The Differences Between Line Editing, Copy Editing, and Proofreading

From Jane Friedman:

Editors disagree about many of the finer points of their work such as whether to capitalize the word president (no, generally, but yes with President Lincoln), whether to spell out numbers (some styles say yes to every number lower than 10 or lower than 100), or whether to use the serial comma that preceded this clause (Chicago Manual of Style says yes). Some purists would argue that this post’s headline should read among instead of between. But I digress.

Editors also disagree about whether to start a sentence with And. And of course editors disagree about what constitutes the levels of editing that are often labeled copy editing, line editing, and proofreading—or just simply editing.

For guidance, I turned to the authority, the Chicago manual. Yet even that widely accepted all-knowing guide doesn’t make a distinction among editing levels: “Manuscript editing, also called copy editing or line editing, requires attention to every word and mark of punctuation in a manuscript, a thorough knowledge of the style to be followed, and the ability to make quick, logical, and defensible decisions.”

New authors are often confused about what level of editing they need, and rightly so. I hope to offer insight into the differences between line editing, copy editing, and proofreading.

. . . .

What to Expect with a Line Edit

In a line edit, an editor examines every word and every sentence and every paragraph and every section and every chapter and the entirety of your written manuscript. Typos, wrong words, misspellings, double words, punctuation, run-on sentences, long paragraphs, subheadings, chapter titles, table of contents, author bios—everything is scrutinized, corrected, tracked, and commented on.

Facts are checked, name spellings of people and places are confirmed. This is the type of edit I perform most often.

Your editor will likely do the following:

  • Conduct heavier fact checking (for example, exact titles of movies in italics, death date of a famous person in history, the protagonist was using an iPhone before they were invented).
  • Make suggestions about moving or removing text (or actually doing the task and explaining in a marginal note why).

(Stored records)
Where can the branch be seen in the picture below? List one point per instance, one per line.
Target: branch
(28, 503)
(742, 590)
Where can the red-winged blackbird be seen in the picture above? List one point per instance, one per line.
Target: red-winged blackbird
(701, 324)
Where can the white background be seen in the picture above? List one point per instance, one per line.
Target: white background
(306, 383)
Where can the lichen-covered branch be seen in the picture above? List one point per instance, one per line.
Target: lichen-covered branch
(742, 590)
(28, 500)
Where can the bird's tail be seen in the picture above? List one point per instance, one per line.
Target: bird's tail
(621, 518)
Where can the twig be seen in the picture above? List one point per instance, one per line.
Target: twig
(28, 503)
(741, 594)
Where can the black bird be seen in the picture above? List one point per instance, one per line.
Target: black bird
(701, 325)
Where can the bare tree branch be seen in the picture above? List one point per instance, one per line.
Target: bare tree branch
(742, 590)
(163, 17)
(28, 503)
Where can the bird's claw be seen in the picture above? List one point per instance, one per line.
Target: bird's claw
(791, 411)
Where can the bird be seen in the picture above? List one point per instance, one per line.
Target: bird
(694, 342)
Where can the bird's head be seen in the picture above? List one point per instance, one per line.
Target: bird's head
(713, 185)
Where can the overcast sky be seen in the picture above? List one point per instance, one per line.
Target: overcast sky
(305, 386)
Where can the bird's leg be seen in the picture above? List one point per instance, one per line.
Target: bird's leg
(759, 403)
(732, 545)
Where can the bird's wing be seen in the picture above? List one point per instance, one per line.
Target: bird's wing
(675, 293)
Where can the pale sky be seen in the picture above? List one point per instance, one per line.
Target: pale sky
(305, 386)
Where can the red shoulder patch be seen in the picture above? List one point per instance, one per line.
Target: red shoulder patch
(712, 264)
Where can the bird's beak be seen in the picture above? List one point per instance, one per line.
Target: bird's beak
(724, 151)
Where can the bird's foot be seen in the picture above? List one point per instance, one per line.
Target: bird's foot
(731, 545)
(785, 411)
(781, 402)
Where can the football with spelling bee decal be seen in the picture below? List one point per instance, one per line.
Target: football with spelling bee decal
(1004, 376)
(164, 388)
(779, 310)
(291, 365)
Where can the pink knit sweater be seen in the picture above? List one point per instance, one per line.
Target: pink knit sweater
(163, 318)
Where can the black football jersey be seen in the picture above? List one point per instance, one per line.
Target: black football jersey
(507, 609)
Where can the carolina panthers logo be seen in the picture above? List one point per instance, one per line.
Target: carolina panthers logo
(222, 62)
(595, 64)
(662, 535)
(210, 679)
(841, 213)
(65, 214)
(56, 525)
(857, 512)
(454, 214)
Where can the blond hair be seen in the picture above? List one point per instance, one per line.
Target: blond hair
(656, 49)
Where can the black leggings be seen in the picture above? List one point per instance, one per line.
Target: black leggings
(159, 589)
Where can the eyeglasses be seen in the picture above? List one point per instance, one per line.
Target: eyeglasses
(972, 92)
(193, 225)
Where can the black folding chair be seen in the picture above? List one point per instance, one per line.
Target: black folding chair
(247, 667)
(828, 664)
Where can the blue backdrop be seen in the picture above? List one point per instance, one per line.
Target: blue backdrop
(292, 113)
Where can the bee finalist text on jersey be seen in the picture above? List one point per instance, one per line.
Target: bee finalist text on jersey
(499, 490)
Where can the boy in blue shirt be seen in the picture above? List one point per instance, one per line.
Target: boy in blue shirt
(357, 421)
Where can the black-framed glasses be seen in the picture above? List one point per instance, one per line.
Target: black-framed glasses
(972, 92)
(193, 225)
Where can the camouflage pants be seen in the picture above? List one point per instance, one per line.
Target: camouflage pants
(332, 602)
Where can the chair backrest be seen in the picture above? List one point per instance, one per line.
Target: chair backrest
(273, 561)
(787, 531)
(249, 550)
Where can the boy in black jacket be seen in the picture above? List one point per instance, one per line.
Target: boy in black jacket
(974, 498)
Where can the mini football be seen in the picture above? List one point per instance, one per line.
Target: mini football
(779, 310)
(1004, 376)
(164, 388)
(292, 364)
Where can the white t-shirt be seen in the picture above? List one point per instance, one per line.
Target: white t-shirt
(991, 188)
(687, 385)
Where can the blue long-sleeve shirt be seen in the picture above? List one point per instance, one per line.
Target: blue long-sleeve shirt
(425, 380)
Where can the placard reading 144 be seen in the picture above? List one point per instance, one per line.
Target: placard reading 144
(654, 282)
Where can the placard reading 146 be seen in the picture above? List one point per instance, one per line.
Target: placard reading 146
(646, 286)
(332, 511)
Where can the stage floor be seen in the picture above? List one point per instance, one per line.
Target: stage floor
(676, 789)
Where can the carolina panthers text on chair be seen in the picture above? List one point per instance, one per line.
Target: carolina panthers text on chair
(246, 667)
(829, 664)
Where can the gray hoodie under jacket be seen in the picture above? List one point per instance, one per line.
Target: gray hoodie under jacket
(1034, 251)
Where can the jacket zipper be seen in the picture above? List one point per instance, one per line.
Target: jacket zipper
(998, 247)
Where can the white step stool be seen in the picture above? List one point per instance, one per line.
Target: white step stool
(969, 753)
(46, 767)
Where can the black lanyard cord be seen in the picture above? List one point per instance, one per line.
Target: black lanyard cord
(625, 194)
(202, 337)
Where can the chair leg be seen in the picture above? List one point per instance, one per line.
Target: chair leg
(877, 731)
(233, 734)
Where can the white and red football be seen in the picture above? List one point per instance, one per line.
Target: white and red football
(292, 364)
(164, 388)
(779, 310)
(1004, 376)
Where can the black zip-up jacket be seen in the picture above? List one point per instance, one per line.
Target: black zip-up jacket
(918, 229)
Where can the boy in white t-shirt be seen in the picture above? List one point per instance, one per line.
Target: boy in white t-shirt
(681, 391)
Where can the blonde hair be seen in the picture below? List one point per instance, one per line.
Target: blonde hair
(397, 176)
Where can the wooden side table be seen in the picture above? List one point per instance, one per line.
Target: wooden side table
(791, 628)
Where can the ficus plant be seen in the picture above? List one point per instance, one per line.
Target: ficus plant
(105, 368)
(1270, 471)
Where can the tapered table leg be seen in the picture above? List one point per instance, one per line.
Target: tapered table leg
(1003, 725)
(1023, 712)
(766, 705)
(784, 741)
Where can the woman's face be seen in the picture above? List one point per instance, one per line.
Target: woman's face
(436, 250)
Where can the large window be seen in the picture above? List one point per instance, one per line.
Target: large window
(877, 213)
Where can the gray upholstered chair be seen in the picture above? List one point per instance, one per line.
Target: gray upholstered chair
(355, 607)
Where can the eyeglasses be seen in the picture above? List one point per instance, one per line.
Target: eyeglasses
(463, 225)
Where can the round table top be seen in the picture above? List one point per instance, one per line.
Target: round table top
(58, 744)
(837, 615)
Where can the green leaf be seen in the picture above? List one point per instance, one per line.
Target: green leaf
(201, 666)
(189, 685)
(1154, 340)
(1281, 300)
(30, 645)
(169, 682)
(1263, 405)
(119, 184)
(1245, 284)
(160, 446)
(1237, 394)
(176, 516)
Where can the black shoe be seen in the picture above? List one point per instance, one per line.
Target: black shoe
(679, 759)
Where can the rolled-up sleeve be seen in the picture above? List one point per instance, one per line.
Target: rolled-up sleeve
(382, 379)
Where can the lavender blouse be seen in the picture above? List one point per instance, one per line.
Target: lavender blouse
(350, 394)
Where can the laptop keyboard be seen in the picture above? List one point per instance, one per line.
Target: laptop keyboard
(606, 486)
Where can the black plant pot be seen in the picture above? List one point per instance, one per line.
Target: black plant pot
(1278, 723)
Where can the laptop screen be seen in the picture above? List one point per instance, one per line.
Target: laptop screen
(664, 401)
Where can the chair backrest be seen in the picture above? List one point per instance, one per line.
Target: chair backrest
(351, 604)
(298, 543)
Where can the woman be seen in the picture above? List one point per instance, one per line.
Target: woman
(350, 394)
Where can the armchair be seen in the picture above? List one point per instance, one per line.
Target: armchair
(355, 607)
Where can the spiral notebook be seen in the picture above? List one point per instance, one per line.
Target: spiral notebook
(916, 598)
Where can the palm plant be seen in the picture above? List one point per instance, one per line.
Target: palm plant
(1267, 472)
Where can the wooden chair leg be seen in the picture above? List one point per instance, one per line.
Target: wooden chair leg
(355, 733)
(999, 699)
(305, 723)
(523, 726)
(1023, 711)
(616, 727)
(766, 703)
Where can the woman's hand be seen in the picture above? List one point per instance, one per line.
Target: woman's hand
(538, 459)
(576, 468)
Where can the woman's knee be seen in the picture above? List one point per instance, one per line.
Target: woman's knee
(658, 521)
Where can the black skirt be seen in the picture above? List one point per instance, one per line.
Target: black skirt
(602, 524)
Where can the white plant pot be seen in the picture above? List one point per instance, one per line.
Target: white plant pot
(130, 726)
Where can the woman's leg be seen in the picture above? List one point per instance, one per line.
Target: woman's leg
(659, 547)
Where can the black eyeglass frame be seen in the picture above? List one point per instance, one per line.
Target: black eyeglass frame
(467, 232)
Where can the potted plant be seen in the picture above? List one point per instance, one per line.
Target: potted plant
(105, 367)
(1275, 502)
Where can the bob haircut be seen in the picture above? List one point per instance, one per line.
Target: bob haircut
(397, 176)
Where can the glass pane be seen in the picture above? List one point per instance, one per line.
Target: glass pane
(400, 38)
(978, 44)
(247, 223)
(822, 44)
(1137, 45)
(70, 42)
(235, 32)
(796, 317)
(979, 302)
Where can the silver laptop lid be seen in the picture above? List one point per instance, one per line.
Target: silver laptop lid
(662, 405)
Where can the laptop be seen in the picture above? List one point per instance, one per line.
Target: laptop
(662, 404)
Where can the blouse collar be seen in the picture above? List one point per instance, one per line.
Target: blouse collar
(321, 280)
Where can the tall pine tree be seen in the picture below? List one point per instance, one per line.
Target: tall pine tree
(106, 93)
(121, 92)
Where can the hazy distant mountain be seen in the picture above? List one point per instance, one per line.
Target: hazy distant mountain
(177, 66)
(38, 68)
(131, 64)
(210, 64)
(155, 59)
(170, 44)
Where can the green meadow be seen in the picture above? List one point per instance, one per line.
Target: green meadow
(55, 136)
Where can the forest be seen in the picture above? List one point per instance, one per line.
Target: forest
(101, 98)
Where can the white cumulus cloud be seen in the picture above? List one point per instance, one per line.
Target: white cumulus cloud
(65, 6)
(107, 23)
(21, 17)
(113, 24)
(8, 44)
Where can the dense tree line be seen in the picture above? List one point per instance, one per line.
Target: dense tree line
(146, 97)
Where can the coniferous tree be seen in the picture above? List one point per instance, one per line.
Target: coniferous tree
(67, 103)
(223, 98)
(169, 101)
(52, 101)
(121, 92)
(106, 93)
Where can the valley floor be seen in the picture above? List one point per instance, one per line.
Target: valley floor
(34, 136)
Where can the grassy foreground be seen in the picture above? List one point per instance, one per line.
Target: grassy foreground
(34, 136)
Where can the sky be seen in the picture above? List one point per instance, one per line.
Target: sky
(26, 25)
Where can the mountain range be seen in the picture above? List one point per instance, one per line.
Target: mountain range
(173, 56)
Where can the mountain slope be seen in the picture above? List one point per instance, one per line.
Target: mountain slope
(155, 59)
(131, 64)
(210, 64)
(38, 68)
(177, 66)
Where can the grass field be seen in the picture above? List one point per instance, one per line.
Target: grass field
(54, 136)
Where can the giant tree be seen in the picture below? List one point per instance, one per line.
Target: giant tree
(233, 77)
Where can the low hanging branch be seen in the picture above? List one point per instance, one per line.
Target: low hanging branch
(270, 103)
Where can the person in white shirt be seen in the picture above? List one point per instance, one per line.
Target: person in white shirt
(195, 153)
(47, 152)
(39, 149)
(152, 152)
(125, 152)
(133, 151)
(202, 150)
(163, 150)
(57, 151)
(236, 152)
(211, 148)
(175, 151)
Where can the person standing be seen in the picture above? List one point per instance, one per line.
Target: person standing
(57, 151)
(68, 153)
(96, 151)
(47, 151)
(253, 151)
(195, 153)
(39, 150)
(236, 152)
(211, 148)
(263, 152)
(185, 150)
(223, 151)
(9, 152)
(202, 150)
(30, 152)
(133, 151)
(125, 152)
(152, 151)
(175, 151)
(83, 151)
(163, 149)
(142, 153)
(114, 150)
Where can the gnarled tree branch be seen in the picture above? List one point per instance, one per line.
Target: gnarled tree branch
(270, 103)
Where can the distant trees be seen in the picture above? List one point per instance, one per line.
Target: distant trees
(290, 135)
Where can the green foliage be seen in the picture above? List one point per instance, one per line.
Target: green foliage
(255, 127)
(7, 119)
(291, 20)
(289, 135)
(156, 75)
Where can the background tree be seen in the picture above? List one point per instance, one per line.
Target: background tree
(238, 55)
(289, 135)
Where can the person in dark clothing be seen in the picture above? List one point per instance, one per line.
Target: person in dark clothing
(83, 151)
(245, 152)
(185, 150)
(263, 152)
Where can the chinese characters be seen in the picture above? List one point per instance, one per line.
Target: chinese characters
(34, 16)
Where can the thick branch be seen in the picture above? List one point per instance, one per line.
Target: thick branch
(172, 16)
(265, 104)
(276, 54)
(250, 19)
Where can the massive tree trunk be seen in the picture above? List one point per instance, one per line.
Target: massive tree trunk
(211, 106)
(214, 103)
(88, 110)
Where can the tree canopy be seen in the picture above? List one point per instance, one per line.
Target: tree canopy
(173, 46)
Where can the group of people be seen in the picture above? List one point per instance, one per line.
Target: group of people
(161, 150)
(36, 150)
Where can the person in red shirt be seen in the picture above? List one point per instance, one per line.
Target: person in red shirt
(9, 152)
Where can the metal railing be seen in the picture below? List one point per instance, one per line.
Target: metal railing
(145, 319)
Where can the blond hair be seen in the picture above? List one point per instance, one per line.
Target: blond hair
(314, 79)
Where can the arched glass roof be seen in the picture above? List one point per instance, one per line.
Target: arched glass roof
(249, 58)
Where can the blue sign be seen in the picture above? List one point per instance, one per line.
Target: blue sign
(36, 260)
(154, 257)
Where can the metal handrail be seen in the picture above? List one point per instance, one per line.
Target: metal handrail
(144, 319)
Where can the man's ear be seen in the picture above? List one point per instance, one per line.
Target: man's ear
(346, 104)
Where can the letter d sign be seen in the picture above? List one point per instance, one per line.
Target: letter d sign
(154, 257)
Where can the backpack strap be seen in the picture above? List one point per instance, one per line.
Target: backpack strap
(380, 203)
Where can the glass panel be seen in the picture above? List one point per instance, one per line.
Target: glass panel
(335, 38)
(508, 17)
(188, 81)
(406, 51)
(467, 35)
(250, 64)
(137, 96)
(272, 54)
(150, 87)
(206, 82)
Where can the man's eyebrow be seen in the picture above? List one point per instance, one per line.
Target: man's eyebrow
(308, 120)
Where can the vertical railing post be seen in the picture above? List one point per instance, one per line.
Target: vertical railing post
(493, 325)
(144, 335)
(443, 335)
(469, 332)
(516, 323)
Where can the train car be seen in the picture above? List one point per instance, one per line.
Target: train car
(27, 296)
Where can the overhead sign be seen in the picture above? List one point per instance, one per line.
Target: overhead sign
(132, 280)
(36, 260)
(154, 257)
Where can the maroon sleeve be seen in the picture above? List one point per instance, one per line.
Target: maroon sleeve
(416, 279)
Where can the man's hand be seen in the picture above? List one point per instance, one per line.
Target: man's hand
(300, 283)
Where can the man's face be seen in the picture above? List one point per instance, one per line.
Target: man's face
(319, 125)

Task item ->
Copy out the full text on line editing, copy editing, and proofreading word for word, with no changes.

Output ->
The Differences Between Line Editing, Copy Editing, and Proofreading

From Jane Friedman:

Editors disagree about many of the finer points of their work such as whether to capitalize the word president (no, generally, but yes with President Lincoln), whether to spell out numbers (some styles say yes to every number lower than 10 or lower than 100), or whether to use the serial comma that preceded this clause (Chicago Manual of Style says yes). Some purists would argue that this post’s headline should read among instead of between. But I digress.

Editors also disagree about whether to start a sentence with And. And of course editors disagree about what constitutes the levels of editing that are often labeled copy editing, line editing, and proofreading—or just simply editing.

For guidance, I turned to the authority, the Chicago manual. Yet even that widely accepted all-knowing guide doesn’t make a distinction among editing levels: “Manuscript editing, also called copy editing or line editing, requires attention to every word and mark of punctuation in a manuscript, a thorough knowledge of the style to be followed, and the ability to make quick, logical, and defensible decisions.”

New authors are often confused about what level of editing they need, and rightly so. I hope to offer insight into the differences between line editing, copy editing, and proofreading.

. . . .

What to Expect with a Line Edit

In a line edit, an editor examines every word and every sentence and every paragraph and every section and every chapter and the entirety of your written manuscript. Typos, wrong words, misspellings, double words, punctuation, run-on sentences, long paragraphs, subheadings, chapter titles, table of contents, author bios—everything is scrutinized, corrected, tracked, and commented on.

Facts are checked, name spellings of people and places are confirmed. This is the type of edit I perform most often.

Your editor will likely do the following:

  • Conduct heavier fact checking (for example, exact titles of movies in italics, death date of a famous person in history, the protagonist was using an iPhone before they were invented).
  • Make suggestions about moving or removing text (or actually doing the task and explaining in a marginal note why).